### EXERCISE MATERIAL ###

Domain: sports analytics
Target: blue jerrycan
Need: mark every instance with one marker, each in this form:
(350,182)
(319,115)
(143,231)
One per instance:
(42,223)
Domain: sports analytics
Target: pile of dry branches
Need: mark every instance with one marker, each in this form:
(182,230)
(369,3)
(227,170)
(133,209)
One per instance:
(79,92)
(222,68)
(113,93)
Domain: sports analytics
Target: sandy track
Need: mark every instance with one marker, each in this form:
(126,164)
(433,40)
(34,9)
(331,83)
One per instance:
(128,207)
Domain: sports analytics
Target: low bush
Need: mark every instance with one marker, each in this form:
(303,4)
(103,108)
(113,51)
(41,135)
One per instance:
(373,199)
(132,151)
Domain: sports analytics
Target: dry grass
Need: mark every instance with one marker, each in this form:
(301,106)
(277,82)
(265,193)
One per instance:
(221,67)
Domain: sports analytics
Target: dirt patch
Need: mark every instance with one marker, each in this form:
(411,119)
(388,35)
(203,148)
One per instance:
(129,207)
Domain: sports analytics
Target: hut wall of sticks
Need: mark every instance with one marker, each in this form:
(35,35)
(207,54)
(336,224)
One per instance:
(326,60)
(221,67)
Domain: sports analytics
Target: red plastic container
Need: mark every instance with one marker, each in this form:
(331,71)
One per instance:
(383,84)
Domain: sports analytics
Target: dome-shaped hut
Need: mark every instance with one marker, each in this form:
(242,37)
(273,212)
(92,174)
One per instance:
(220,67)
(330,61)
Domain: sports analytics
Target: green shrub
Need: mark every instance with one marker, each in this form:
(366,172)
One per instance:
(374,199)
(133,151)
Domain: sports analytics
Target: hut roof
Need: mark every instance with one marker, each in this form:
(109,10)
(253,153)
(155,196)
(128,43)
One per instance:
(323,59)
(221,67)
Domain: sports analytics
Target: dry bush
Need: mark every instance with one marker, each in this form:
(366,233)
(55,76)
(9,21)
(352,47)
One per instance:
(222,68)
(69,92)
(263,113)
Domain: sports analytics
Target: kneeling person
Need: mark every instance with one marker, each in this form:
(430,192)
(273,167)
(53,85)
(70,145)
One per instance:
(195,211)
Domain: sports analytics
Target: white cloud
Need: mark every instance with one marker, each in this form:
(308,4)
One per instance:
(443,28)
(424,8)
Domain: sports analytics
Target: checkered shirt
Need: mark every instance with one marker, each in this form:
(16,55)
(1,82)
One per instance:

###

→ HOW TO COMPLETE THIS TASK
Every entry must come back exactly as written above.

→ SOLUTION TO THE EXERCISE
Domain: sports analytics
Target: blue jerrycan
Need: mark every instance with one marker, each in this form:
(350,182)
(319,115)
(143,231)
One per instance:
(42,223)
Domain: sports analytics
Target: pile of dry branches
Need: mark every instance with one marker, each in this form:
(182,230)
(369,3)
(227,170)
(133,209)
One per instance:
(79,92)
(222,68)
(113,93)
Domain: sports analytics
Target: sandy track
Need: mark every instance with one marker, each in this form:
(126,164)
(433,40)
(34,9)
(331,83)
One per instance:
(128,207)
Domain: sports analytics
Target: low bush
Need: mark every instance with one marker, each in this form:
(303,4)
(103,108)
(113,51)
(41,135)
One per instance:
(373,199)
(132,151)
Domain: sports analytics
Target: dry grass
Need: mark every instance with one marker, each in this form:
(301,106)
(277,82)
(265,193)
One per instance:
(221,67)
Domain: sports analytics
Target: dirt patch
Need: mark every instance with one marker, each in this form:
(411,119)
(388,35)
(203,148)
One per instance:
(129,207)
Domain: sports analytics
Target: hut wall of sticks
Need: mark every instance with one marker, each in this form:
(35,35)
(207,54)
(336,224)
One per instance:
(326,60)
(221,67)
Domain: sports analytics
Target: red plastic container
Need: mark every instance with one marker, each in this form:
(331,71)
One per instance:
(383,84)
Domain: sports analytics
Target: dome-shaped hut
Need: mark every instance with one marker, each in this form:
(242,37)
(273,212)
(92,174)
One per instance:
(220,67)
(330,61)
Domain: sports analytics
Target: green shrub
Need: mark every instance with one marker, each in this form:
(366,172)
One per instance:
(374,199)
(133,151)
Domain: sports analytics
Target: hut roof
Need: mark every instance with one marker, each in this form:
(109,10)
(253,153)
(155,196)
(128,43)
One per instance:
(323,59)
(221,67)
Domain: sports analytics
Target: dry bush
Need: mark every instance with one marker, each in this form:
(366,233)
(55,76)
(9,21)
(352,47)
One per instance:
(222,68)
(69,92)
(263,113)
Domain: sports analytics
Target: kneeling person
Need: mark every instance with one marker, each in this form:
(430,192)
(273,167)
(53,85)
(70,145)
One per instance:
(195,211)
Domain: sports analytics
Target: white cloud
Need: mark every instance with one marker, each in this form:
(308,4)
One per instance:
(443,28)
(424,8)
Domain: sports analytics
Target: checkered shirt
Need: mark every instance with one marker, each in this form:
(16,55)
(1,82)
One per instance:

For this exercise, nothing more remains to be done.